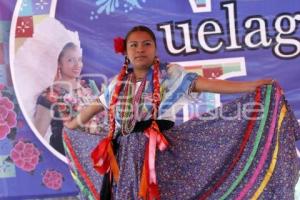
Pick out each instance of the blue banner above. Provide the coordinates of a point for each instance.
(236, 40)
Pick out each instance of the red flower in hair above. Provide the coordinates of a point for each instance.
(119, 45)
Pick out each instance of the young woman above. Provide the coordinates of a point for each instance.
(145, 156)
(65, 98)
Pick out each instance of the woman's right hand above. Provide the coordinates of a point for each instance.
(69, 124)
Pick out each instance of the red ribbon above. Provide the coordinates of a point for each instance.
(119, 45)
(104, 159)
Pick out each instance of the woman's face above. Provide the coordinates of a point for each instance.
(140, 49)
(71, 63)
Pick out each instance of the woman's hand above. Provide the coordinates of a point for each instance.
(69, 124)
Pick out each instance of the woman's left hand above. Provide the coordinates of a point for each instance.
(263, 82)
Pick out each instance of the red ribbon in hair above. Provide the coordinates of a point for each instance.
(119, 45)
(149, 187)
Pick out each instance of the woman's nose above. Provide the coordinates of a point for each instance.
(140, 48)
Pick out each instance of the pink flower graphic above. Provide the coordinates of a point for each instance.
(25, 156)
(8, 117)
(52, 179)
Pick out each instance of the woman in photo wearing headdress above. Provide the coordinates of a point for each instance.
(48, 70)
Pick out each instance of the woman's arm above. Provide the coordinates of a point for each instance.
(42, 119)
(85, 115)
(223, 86)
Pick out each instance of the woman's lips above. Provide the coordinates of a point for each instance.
(140, 57)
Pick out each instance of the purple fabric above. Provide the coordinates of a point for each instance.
(199, 153)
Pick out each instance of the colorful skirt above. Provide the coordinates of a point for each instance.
(242, 150)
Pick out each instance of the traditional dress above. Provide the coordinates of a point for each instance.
(241, 150)
(65, 105)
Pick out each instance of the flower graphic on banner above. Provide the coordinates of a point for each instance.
(110, 6)
(25, 155)
(52, 179)
(8, 117)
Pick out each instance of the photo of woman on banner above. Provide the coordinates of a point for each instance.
(146, 156)
(53, 91)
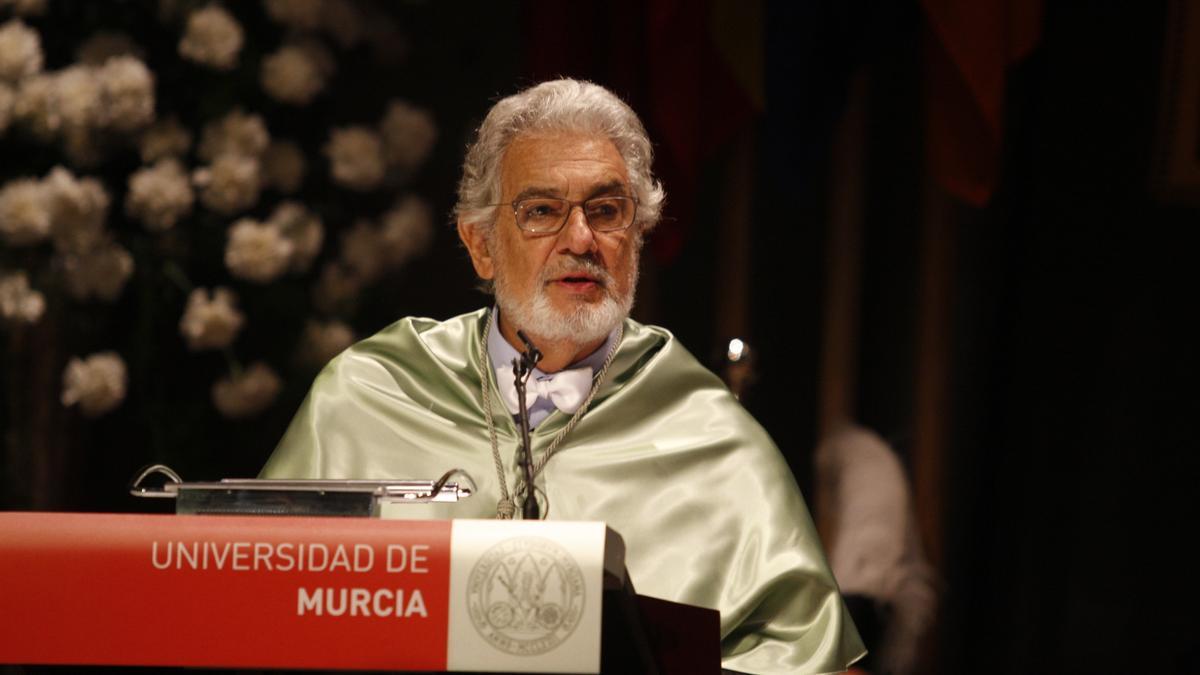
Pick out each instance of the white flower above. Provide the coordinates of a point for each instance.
(295, 13)
(165, 138)
(357, 157)
(105, 45)
(407, 230)
(213, 39)
(322, 341)
(336, 290)
(303, 228)
(345, 22)
(247, 393)
(21, 52)
(24, 213)
(363, 251)
(97, 383)
(18, 302)
(210, 322)
(408, 135)
(25, 7)
(292, 76)
(6, 100)
(78, 96)
(100, 273)
(37, 106)
(235, 133)
(229, 185)
(78, 209)
(283, 166)
(129, 93)
(160, 195)
(257, 251)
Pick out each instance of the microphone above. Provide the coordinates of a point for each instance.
(521, 369)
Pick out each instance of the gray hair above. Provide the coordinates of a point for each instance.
(559, 105)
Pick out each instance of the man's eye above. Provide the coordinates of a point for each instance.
(541, 209)
(603, 209)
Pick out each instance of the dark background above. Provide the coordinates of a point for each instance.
(1067, 353)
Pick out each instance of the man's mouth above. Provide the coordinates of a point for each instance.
(579, 281)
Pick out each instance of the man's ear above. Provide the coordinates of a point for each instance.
(475, 239)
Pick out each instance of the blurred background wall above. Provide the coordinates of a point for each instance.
(967, 226)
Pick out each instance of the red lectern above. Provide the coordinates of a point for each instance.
(235, 591)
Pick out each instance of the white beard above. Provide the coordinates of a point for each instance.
(587, 322)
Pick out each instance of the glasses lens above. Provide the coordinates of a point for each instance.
(610, 213)
(541, 215)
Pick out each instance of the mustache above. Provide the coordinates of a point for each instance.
(570, 264)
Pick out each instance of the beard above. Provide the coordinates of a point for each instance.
(585, 322)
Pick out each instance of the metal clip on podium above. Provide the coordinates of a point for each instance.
(316, 497)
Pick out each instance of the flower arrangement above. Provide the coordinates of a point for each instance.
(167, 180)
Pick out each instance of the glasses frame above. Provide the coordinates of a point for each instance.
(569, 211)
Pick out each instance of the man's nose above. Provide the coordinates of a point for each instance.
(577, 236)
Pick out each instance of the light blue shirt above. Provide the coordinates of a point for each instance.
(503, 353)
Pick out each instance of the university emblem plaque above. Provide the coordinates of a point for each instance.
(526, 595)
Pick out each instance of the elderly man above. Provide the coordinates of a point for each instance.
(628, 428)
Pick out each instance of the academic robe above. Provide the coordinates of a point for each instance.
(708, 508)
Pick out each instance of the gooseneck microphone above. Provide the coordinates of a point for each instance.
(521, 370)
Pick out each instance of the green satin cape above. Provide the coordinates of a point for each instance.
(708, 508)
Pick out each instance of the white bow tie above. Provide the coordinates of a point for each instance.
(565, 388)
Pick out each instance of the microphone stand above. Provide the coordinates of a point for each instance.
(521, 370)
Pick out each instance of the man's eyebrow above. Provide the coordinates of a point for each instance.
(610, 187)
(538, 191)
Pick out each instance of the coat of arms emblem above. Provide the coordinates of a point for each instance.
(526, 595)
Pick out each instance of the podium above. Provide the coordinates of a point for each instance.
(299, 592)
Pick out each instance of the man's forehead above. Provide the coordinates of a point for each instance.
(559, 162)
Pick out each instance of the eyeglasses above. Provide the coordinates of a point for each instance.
(547, 215)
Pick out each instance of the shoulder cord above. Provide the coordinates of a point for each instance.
(505, 508)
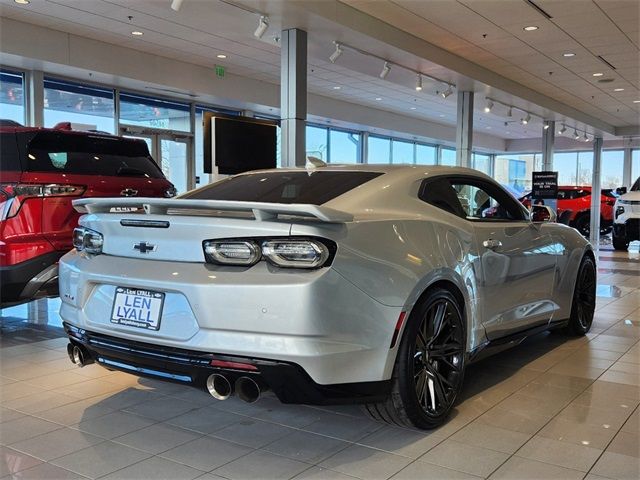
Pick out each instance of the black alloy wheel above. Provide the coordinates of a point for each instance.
(437, 358)
(429, 370)
(584, 298)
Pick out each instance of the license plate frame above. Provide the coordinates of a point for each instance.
(136, 308)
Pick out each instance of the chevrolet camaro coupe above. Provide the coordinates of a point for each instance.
(331, 284)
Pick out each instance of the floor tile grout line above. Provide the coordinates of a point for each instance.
(604, 450)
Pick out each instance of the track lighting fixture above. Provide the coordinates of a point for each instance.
(447, 92)
(263, 25)
(335, 55)
(386, 68)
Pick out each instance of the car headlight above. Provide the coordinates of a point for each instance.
(87, 240)
(290, 252)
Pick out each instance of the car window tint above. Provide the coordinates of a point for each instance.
(313, 188)
(9, 156)
(89, 155)
(441, 194)
(487, 202)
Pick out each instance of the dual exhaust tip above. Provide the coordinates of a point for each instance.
(218, 385)
(246, 388)
(78, 355)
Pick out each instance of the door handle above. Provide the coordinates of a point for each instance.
(492, 244)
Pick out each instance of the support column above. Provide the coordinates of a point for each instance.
(34, 82)
(548, 142)
(595, 194)
(293, 96)
(626, 172)
(464, 129)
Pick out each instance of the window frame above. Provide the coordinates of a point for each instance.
(491, 188)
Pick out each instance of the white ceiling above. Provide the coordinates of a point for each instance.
(204, 28)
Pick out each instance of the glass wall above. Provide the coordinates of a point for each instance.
(379, 150)
(448, 156)
(150, 112)
(612, 168)
(85, 106)
(514, 170)
(317, 142)
(426, 154)
(12, 97)
(401, 152)
(482, 162)
(344, 146)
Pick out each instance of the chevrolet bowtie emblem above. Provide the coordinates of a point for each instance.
(144, 247)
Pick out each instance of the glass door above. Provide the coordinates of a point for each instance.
(171, 150)
(174, 161)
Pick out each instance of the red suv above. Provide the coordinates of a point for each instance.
(574, 207)
(41, 172)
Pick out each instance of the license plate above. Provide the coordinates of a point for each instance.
(137, 308)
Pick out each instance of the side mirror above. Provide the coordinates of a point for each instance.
(542, 213)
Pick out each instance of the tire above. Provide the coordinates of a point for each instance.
(427, 376)
(583, 225)
(620, 243)
(584, 298)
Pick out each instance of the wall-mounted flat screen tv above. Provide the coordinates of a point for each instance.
(238, 144)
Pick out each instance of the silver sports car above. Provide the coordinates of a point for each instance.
--------------------------------------------------
§ EXERCISE: Omitting the images, transcribe every record exactly.

§ SOLUTION FOR THIS TASK:
Pick out each instance of the blue banner above. Provide the coordinates of a point for each instance.
(236, 40)
Pick out each instance of the red flower in hair above. Provide the coordinates of a point for each instance.
(119, 45)
Pick out each instance of the young woman above. Provide the coordinates of a point for each instance.
(145, 156)
(65, 98)
Pick out each instance of the woman's right hand above. Provide the coordinates of a point for each instance.
(69, 124)
Pick out each instance of the red ribbon above. Provide the coordinates of a point for each instance.
(119, 45)
(104, 159)
Pick out each instance of the woman's face above. Provide the coordinates of a point for each instance.
(140, 49)
(71, 63)
Pick out each instance of the woman's hand above. Provide the coordinates of a point for each instance.
(69, 124)
Pick out each instance of the woman's left hand above. Provide the coordinates of a point for each instance.
(263, 82)
Pick out each instance of the red ribbon in hair above. Provide the coordinates of a point for each instance.
(119, 45)
(149, 187)
Pick out each instance of the woman's nose above. Provide the coordinates of a point for each instance.
(140, 48)
Pick out each instance of the pink flower graphic above. Provide the coordinates of a point for each instance.
(25, 156)
(8, 117)
(52, 179)
Pick out each instance of the woman in photo wearing headdress above. Provide the coordinates of a point for each instance.
(48, 70)
Pick out each instance of the woman's arm above. Provide the coordinates of a point for each instance.
(42, 119)
(85, 115)
(223, 86)
Pick out each instance of the woman's lips above. Provide the coordinates of a point for each instance.
(140, 57)
Pick out each instance of the purple fabric above. Provide the coordinates of a point for each instance.
(199, 153)
Pick out each instance of the colorful skirt above. Provide the coordinates of a point for each instance.
(242, 150)
Pick out each instance of the traditional dress above. Provide the coordinates of a point for each instance.
(241, 150)
(65, 105)
Pick out each instance of the flower graphic on banner above. Provide the coordinates of a point for each instance.
(110, 6)
(25, 155)
(52, 179)
(8, 117)
Pick out each instance of the photo of woman on banner above. Provide the coordinates of a point for each instance.
(146, 156)
(53, 91)
Pick out each instance of the white flower above. Provide the coordinates of a point for each instance.
(295, 13)
(165, 138)
(357, 157)
(105, 45)
(407, 230)
(213, 39)
(322, 341)
(336, 290)
(303, 228)
(345, 22)
(247, 393)
(21, 52)
(24, 213)
(363, 251)
(97, 383)
(18, 302)
(210, 322)
(408, 135)
(25, 7)
(292, 76)
(6, 100)
(78, 96)
(100, 273)
(37, 106)
(235, 133)
(229, 185)
(78, 209)
(283, 166)
(129, 93)
(160, 195)
(257, 251)
Pick out each instance of the microphone above. Provide the coordinates of a point for each instance.
(521, 369)
Pick out each instance of the gray hair above. Provide the coordinates of a point for each instance.
(559, 105)
Pick out each instance of the man's eye above. Provide the coordinates of a point for each instance.
(541, 209)
(603, 209)
Pick out each instance of the dark background above. Provide the coordinates of a point for each instance.
(1067, 353)
Pick out each instance of the man's mouth above. Provide the coordinates of a point for each instance.
(579, 281)
Pick out each instance of the man's ear above. Provide the coordinates of a point for each instance.
(475, 239)
Pick out each instance of the blurred background wall above. Provide the coordinates of a point for each instance.
(967, 226)
Pick out each instance of the red lectern above. Provide the coordinates of a point for each instance.
(235, 591)
Pick out each instance of the white beard above. Provide the coordinates of a point for each instance.
(587, 322)
Pick out each instance of the glasses lens above. Provide the coordinates of a point for each instance.
(610, 213)
(541, 215)
Pick out each instance of the mustache above. Provide the coordinates of a point for each instance.
(570, 264)
Pick out each instance of the beard above. Provide the coordinates of a point for each instance.
(585, 322)
Pick out each instance of the metal clip on podium above. Provide the coordinates of a point for each instance.
(316, 497)
Pick out each instance of the flower arrangement above. Provide the coordinates of a point for each instance.
(167, 180)
Pick out each instance of the glasses frame above. Provide the coordinates of a point for each instance.
(569, 211)
Pick out each instance of the man's nose above. Provide the coordinates of a point for each instance.
(577, 236)
Pick out each instance of the light blue shirt above. Provide the coordinates of a point for each instance.
(503, 353)
Pick out each instance of the university emblem plaque above. Provide the coordinates of a point for each instance.
(526, 595)
Pick out each instance of the elderly man above. Provide the coordinates of a point for each instance.
(628, 428)
Pick out each instance of the academic robe above. Provide the coordinates of a point for each instance.
(708, 508)
Pick out each instance of the gooseneck microphone above. Provide the coordinates of a point for each instance.
(521, 370)
Pick out each instance of the green satin cape above. Provide the coordinates of a point for each instance.
(708, 508)
Pick out each instance of the white bow tie above. Provide the coordinates of a point for each instance.
(565, 388)
Pick out each instance of the microphone stand above. Provide the coordinates of a point for each instance.
(521, 370)
Pick out each instance of the man's eyebrow above. Provide the coordinates of a point for each instance.
(610, 187)
(538, 191)
Pick out each instance of the coat of arms emblem above. Provide the coordinates of a point for each instance.
(526, 595)
Pick out each instance of the podium above. Provide the coordinates of a point for each instance.
(299, 592)
Pick out each instance of the man's forehead above. Provide the coordinates of a point for each instance.
(559, 162)
Pick out each instance of the eyeglasses above. Provide the coordinates of a point for each instance.
(547, 215)
Pick out each instance of the shoulder cord above. Provide the coordinates of a point for each instance.
(505, 508)
Pick out each instance of the black alloy wheel above. Provide the coordinates of a point for each instance.
(437, 358)
(429, 370)
(584, 298)
Pick out each instance of the license plate frame above. Provide the coordinates of a point for each instance.
(136, 308)
Pick out each instance of the chevrolet camaro coupe above. Provide the coordinates of a point for each instance.
(331, 284)
Pick out each instance of the floor tile grout line above. Provide the coordinates of a point for each instance.
(604, 450)
Pick out each instance of the track lighting fixture above. Provide the coordinates of a point for each instance.
(447, 92)
(263, 25)
(335, 55)
(386, 68)
Pick out each instance of the car headlight above. Provide the coordinates of a point for each instance.
(87, 240)
(290, 252)
Pick out each instance of the car window tint above. Provide the coordinates of a point for each instance.
(313, 188)
(9, 156)
(89, 155)
(441, 194)
(487, 202)
Pick out each instance of the dual exhaust tip above. Provide the coordinates of a point for each instance.
(218, 385)
(246, 388)
(78, 355)
Pick out each instance of the door handle above. Provide the coordinates of a point for each instance.
(492, 244)
Pick out each instance of the support column above. Provide the coordinates of a point for each instance.
(34, 82)
(548, 142)
(595, 194)
(293, 96)
(626, 172)
(464, 129)
Pick out each instance of the window frame above. Provide the coordinates of a point for each instance.
(491, 188)
Pick out each instance of the white ceiling above. Provide the coordinates of a point for each instance.
(204, 28)
Pick out each instance of the glass wall above. Provide the coordinates of a point for each instance.
(379, 150)
(448, 156)
(150, 112)
(612, 168)
(85, 106)
(514, 170)
(317, 142)
(426, 154)
(12, 97)
(401, 152)
(482, 162)
(344, 146)
Pick out each instance of the chevrolet bowtie emblem above. Provide the coordinates of a point for each instance.
(144, 247)
Pick out each instance of the glass door above. Provide the coordinates of a point for each instance.
(171, 150)
(174, 161)
Pick out each instance of the red suv above. Provide the coordinates of a point for each instance.
(574, 207)
(41, 172)
Pick out each instance of the license plate above. Provide the coordinates of a point for each instance.
(137, 308)
Pick out each instance of the side mirror above. Provide the coordinates of a point for each instance.
(542, 213)
Pick out each instance of the tire above. Provide the coordinates of a point for each instance.
(427, 376)
(583, 225)
(620, 243)
(584, 298)
Pick out each instance of the wall-mounted flat screen tv above. Provide the coordinates of a point for each instance.
(238, 144)
Pick out each instance of the silver sports car above. Provide the coordinates of a point for each instance.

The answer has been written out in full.